— begin —

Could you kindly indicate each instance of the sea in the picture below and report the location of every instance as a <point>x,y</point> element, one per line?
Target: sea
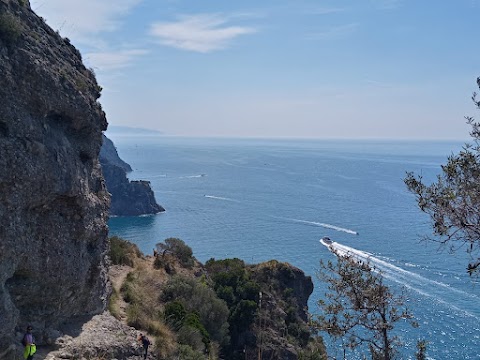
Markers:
<point>263,199</point>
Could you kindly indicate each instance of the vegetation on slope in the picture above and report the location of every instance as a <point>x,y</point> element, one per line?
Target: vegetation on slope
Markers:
<point>225,309</point>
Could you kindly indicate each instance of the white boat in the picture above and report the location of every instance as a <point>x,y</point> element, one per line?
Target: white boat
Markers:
<point>326,241</point>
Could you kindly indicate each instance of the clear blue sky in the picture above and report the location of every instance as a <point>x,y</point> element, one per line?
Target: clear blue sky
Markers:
<point>327,69</point>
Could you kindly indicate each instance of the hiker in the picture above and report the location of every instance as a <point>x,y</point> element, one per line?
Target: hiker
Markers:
<point>29,342</point>
<point>145,343</point>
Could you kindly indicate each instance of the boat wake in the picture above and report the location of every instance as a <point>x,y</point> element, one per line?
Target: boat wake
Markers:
<point>219,198</point>
<point>192,176</point>
<point>416,282</point>
<point>326,226</point>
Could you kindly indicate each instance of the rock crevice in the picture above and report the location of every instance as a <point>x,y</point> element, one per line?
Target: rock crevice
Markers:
<point>53,201</point>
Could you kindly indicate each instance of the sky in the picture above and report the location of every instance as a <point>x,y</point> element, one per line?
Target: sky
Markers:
<point>366,69</point>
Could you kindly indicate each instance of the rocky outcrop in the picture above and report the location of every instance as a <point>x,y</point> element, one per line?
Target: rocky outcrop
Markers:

— end —

The task: Update the material from its first line up to and including the line with "<point>263,199</point>" by replacing "Markers" with "Points" and leaving everything else unchanged. Omit the picture from your answer.

Output of the exercise:
Could you kindly indicate each instance of the sea in the picture below and report the location of every instance as a <point>x,y</point> element, one per line?
Target: sea
Points:
<point>263,199</point>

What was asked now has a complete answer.